** Input rows **
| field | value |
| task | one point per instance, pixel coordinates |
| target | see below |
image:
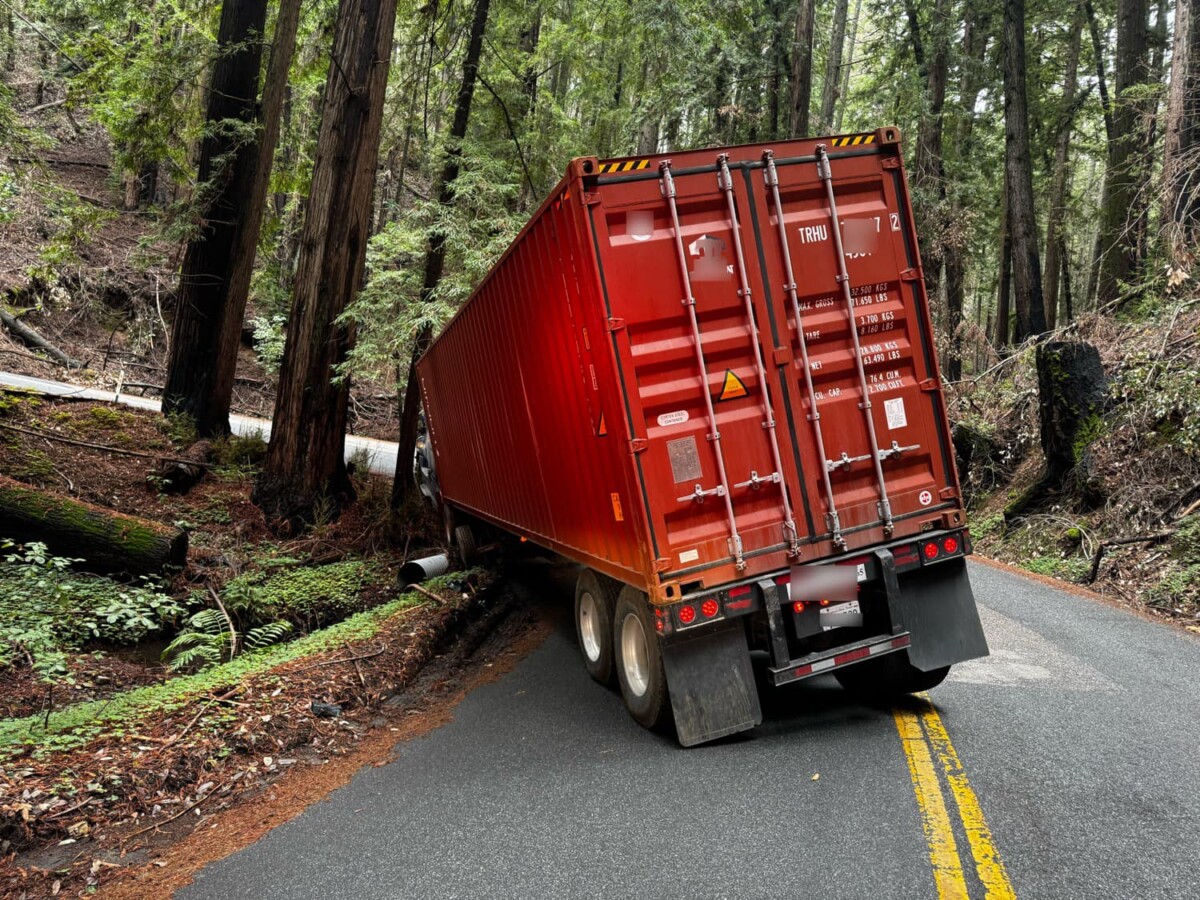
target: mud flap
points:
(712, 684)
(937, 607)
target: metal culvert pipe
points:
(418, 570)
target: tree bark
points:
(1005, 287)
(844, 91)
(778, 63)
(1181, 186)
(108, 541)
(1019, 174)
(929, 172)
(1056, 213)
(226, 178)
(305, 465)
(435, 258)
(801, 97)
(1125, 207)
(831, 89)
(975, 47)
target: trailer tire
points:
(465, 540)
(595, 601)
(639, 661)
(888, 677)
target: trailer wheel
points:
(465, 540)
(595, 600)
(888, 677)
(639, 657)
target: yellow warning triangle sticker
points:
(733, 387)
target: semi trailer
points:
(709, 378)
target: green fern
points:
(205, 642)
(195, 649)
(267, 635)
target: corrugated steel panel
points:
(568, 403)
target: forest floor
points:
(1138, 480)
(115, 754)
(97, 282)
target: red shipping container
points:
(697, 370)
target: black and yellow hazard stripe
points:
(856, 141)
(609, 168)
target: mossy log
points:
(106, 540)
(1073, 391)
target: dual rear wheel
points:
(618, 642)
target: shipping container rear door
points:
(731, 463)
(847, 234)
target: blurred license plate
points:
(841, 616)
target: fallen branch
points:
(187, 727)
(430, 594)
(33, 339)
(43, 107)
(121, 451)
(1119, 543)
(156, 826)
(342, 659)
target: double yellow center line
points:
(928, 749)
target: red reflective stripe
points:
(844, 658)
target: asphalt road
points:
(1068, 768)
(381, 454)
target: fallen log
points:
(33, 339)
(1121, 543)
(106, 540)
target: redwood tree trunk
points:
(831, 89)
(1019, 173)
(1121, 219)
(802, 69)
(1057, 211)
(435, 258)
(246, 247)
(226, 178)
(1181, 191)
(305, 460)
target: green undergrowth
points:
(78, 725)
(47, 610)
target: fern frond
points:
(269, 634)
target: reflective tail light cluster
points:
(930, 550)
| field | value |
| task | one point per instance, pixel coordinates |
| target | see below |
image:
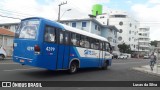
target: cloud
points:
(148, 15)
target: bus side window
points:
(50, 34)
(61, 37)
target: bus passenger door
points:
(102, 52)
(63, 50)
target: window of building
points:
(84, 24)
(120, 30)
(74, 24)
(121, 23)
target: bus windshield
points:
(27, 29)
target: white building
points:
(144, 40)
(127, 26)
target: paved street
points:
(121, 70)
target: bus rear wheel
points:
(73, 68)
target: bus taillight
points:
(37, 48)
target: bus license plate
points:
(22, 60)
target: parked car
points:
(122, 56)
(2, 53)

** Instructions to follow **
Update the listing by changing every "points" to "locations", leaving everything else unchanged. Leave the pictures out of the output.

** The answer **
| field | value |
| task | one point per instance, pixel coordinates |
| target | see below |
image:
target: mud flap
locations:
(712, 684)
(937, 607)
target: metal culvert pipe
locations:
(418, 570)
target: tree bark
locations:
(1005, 287)
(844, 91)
(778, 63)
(1181, 186)
(108, 541)
(1019, 174)
(929, 172)
(1056, 213)
(226, 178)
(305, 465)
(435, 258)
(801, 97)
(1125, 207)
(831, 89)
(975, 47)
target: trailer tire
locations:
(465, 540)
(595, 601)
(639, 661)
(888, 677)
target: trailer wheel
locations:
(465, 540)
(595, 600)
(888, 677)
(639, 657)
target: yellow warning triangle sticker
locations:
(733, 387)
target: semi trailer
locations:
(709, 378)
target: green fern
locations:
(205, 642)
(195, 649)
(267, 635)
target: corrugated steel panel
locations:
(568, 403)
target: forest floor
locations:
(1138, 480)
(115, 754)
(97, 282)
target: red shipping container
locations:
(697, 370)
target: black and yellow hazard stripe
locations:
(856, 141)
(609, 168)
target: mossy log
locations:
(106, 540)
(1073, 391)
target: dual rear wheel
locations:
(618, 642)
target: shipping container rear door
locations:
(731, 463)
(847, 234)
target: blurred license plate
locations:
(841, 616)
target: fallen branch
locations:
(187, 727)
(430, 594)
(33, 339)
(43, 107)
(121, 451)
(1119, 543)
(156, 826)
(342, 659)
target: double yellow center line
locations:
(928, 749)
target: red reflective stripe
locations:
(844, 658)
target: asphalt road
locations:
(1068, 768)
(381, 454)
target: fallen log
locations:
(33, 339)
(1121, 543)
(106, 540)
target: redwood tree trunk
locations:
(831, 89)
(1019, 173)
(1121, 219)
(802, 69)
(1057, 211)
(435, 258)
(246, 247)
(226, 178)
(1181, 191)
(305, 460)
target: green undergrowth
locations:
(78, 725)
(47, 610)
target: fern frond
locations:
(269, 634)
target: reflective tail light cluster
locations:
(930, 550)
| field | value |
| task | one point per instance, pixel coordinates |
| target | see below |
image:
target: cloud
locations:
(148, 15)
target: bus side window
locations:
(50, 34)
(61, 37)
target: bus passenger door
locations:
(102, 52)
(63, 50)
target: window of building
locations:
(84, 24)
(120, 30)
(74, 24)
(121, 23)
target: bus windshield
locations:
(27, 29)
target: white building
locations:
(144, 40)
(127, 26)
target: paved street
locations:
(121, 70)
target: bus rear wheel
locations:
(73, 68)
target: bus taillight
locations:
(37, 48)
target: bus license plate
locations:
(22, 60)
target: parked car
locations:
(122, 56)
(2, 53)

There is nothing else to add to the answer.